BRIEF -
Reproduce the entries below, switching every occurrence of "innermost point" to "central point" and leaving all other text unchanged.

Entries from a data collection:
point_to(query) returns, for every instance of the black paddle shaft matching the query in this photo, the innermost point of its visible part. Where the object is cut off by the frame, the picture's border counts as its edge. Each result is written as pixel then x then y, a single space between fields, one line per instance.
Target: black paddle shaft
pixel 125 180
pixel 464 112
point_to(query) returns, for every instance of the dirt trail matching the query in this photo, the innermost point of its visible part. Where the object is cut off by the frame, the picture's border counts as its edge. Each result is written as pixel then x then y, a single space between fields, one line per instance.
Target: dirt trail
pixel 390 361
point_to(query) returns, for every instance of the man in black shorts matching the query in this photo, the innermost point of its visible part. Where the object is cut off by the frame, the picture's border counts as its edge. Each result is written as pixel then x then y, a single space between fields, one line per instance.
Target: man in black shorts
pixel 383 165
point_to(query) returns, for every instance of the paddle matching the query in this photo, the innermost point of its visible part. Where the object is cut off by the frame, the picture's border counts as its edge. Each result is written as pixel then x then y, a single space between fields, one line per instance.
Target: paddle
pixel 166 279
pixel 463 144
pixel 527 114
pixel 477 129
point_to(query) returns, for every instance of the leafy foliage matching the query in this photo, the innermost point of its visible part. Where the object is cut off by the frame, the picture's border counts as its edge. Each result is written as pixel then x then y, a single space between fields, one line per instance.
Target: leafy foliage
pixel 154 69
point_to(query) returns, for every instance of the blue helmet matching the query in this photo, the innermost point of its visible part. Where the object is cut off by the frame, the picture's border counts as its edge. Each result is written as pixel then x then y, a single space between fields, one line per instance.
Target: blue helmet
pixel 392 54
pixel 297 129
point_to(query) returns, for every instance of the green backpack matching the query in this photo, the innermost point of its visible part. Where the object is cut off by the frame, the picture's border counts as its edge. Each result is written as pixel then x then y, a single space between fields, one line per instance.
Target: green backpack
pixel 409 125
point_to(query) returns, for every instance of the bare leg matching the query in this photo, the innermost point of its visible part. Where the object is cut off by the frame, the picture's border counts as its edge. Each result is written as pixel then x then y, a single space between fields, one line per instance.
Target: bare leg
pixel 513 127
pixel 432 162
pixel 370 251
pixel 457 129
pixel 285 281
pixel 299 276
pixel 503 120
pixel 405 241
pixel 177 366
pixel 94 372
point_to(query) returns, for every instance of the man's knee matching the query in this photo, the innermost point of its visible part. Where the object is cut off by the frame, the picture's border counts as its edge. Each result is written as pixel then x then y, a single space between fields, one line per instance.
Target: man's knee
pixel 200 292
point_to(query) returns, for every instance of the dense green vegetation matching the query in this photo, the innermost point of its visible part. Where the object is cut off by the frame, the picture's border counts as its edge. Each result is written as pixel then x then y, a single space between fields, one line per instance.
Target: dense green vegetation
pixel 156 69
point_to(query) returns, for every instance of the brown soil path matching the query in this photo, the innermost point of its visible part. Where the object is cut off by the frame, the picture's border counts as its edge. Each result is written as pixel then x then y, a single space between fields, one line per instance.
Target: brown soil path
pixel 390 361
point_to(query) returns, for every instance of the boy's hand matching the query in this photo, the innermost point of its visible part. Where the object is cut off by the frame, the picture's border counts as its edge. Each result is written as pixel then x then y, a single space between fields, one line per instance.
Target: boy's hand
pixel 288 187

SOLUTION FOR THIS PROBLEM -
point_to(query) returns, for every instance of the black paddle shaft matching the query in this photo, the central point of its visible part. Where the object is cut off by the frame, the picture's border counts as its edge. Each result is written as pixel then x then y, a single space between fields, one line per instance.
Target: black paddle shaft
pixel 125 180
pixel 464 112
point_to(query) returns, for every instance of the dirt trail matching the query in this photo, the central point of its visible part. Where the object is cut off by the frame, the picture's border counts as its edge. Each result is written as pixel then x then y, a single space between fields, one line per instance.
Target: dirt trail
pixel 390 361
point_to(query) returns, for every instance of the man in black shorts matching the query in this photo, the central point of its visible part. Where the object is cut off by the frame, the picture's border counts as its edge. Each result is written as pixel then x then y, a single space between fields, one line per instance.
Target: man in black shorts
pixel 383 165
point_to(query) returns, for every instance of the paddle matching the query in this photo, the central point of its visible part. Where the object is cut off by the frame, the picture's border counts as its edge. Each result is written as pixel then x then y, a single space between fields, one line per instance.
Target: paddle
pixel 166 279
pixel 463 144
pixel 527 114
pixel 477 129
point_to(query) returns, for every instance of the leafy foliage matching the query in this photo, the central point of its visible part. Where the object is cut off by the frame, the picture's border counts as its edge. Each result is written as pixel then x then y, a single space between fields, one line per instance.
Target: leafy foliage
pixel 154 69
point_to(query) returns, for every instance of the blue helmet matching the query in this photo, the central point of its visible part. Where the object is cut off by the frame, the picture's border counts as its edge. Each result is written as pixel then x then y, a single space between fields, one line per instance.
Target: blue helmet
pixel 392 54
pixel 297 129
point_to(query) returns, for every instance of the green backpack matching the query in this photo, the central point of its visible part. Where the object is cut off by the frame, the picture's border counts as its edge. Each result is written as pixel then x then y, a single space between fields, one line per instance.
Target: green backpack
pixel 409 125
point_to(query) returns, for every instance of the bare leg matching the query in this photo, the central point of its visible part. Where the object is cut off by the frame, the picture's border counts as its edge. Each result is written as pixel then x then y, a single space between fields, one line per instance.
Target: bare leg
pixel 513 127
pixel 432 162
pixel 370 251
pixel 457 129
pixel 285 281
pixel 299 276
pixel 503 120
pixel 405 241
pixel 177 366
pixel 94 372
point_to(query) returns, for every instance of the man's knee matching the query in this photo, the central point of its visible part. Where the object is cut off by the frame, the picture's border counts as its edge. Each result is written as pixel then x then y, a single space between fields, one line per instance.
Target: man's knee
pixel 200 292
point_to(query) returns, for every instance of the dense green vegetation matching the query in this photo, the central point of its visible part. Where the object is cut off by the frame, the picture's border counts as its edge. Each result is written as pixel then x then y, a single space between fields, one line per instance.
Target: dense green vegetation
pixel 156 69
point_to(query) returns, for every instance of the brown soil path matching the query in this photo, the central point of its visible part. Where the object is cut off by the frame, the picture's border counts as its edge. Each result is written as pixel then x then y, a single space between fields, one line per instance.
Target: brown soil path
pixel 390 361
point_to(query) returns, for every instance of the boy's hand matching the query in this photo, the central point of its visible part. Where the object is cut off by the frame, the picture's border counts as its edge. Each result is written as pixel then x then y, a single space between fields, one line per instance.
Target: boy's hand
pixel 288 187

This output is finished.